* begin INPUT *
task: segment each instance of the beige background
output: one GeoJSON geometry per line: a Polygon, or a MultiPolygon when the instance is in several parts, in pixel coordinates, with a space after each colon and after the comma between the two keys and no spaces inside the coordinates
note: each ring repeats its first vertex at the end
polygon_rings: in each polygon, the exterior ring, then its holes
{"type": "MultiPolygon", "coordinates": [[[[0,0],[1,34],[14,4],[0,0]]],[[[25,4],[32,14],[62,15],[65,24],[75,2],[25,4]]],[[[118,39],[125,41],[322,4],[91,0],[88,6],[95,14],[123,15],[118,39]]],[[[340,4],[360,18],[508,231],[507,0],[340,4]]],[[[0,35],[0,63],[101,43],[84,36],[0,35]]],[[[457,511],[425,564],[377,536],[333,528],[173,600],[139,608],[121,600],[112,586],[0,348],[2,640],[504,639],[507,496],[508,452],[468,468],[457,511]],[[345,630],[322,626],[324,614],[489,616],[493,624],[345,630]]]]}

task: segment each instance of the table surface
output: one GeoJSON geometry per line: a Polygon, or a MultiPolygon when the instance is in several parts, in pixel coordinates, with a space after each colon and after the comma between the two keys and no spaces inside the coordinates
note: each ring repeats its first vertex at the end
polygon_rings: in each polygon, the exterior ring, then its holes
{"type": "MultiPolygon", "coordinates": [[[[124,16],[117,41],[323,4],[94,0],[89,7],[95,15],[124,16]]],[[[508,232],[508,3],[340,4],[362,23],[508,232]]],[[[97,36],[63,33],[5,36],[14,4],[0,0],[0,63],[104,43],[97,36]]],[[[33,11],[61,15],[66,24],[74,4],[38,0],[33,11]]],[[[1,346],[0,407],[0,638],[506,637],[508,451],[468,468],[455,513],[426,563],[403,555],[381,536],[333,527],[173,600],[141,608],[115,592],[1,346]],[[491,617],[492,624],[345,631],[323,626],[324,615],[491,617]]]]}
* end INPUT *
> [GIVEN TASK]: Format the listing as a numbered list, leaving out the blank lines.

> [FINISHED TASK]:
1. task: segment each instance of the beige background
2. output: one GeoJSON geometry per line: a Polygon, or a MultiPolygon when the instance is in several parts, in pixel coordinates, with a space after each colon and after the comma between the two keys and no spaces inside the coordinates
3. note: each ring repeats its first vertex at the end
4. polygon_rings: in each polygon, the exterior ring, then its holes
5. {"type": "MultiPolygon", "coordinates": [[[[0,0],[1,34],[14,4],[0,0]]],[[[25,4],[32,14],[62,15],[65,24],[75,2],[25,4]]],[[[118,39],[125,41],[322,4],[91,0],[88,6],[95,14],[123,15],[118,39]]],[[[340,4],[360,18],[508,231],[507,0],[340,4]]],[[[0,35],[0,63],[101,43],[84,36],[0,35]]],[[[457,511],[425,564],[377,536],[333,528],[173,600],[139,608],[121,600],[112,586],[0,348],[2,640],[504,639],[507,496],[508,452],[468,468],[457,511]],[[345,630],[322,626],[324,614],[489,616],[493,624],[345,630]]]]}
6. task: segment each instance of the table surface
7. output: one GeoJSON geometry per line: a Polygon, or a MultiPolygon when the instance is in several parts, in pixel coordinates, with a space after each colon and after the comma between the two keys and no spaces inside the coordinates
8. note: each ring repeats its first vertex at the end
9. polygon_rings: in each polygon, the exterior ring, then its holes
10. {"type": "MultiPolygon", "coordinates": [[[[124,16],[117,41],[323,4],[94,0],[89,7],[95,15],[124,16]]],[[[508,232],[508,3],[340,4],[362,23],[508,232]]],[[[97,36],[63,33],[5,36],[14,4],[0,0],[0,63],[104,43],[97,36]]],[[[33,11],[61,15],[66,24],[74,4],[38,0],[33,11]]],[[[1,346],[0,407],[0,638],[506,637],[508,451],[468,468],[455,513],[426,563],[403,555],[381,536],[333,527],[173,600],[141,608],[115,592],[1,346]],[[491,617],[492,624],[345,631],[323,626],[324,615],[491,617]]]]}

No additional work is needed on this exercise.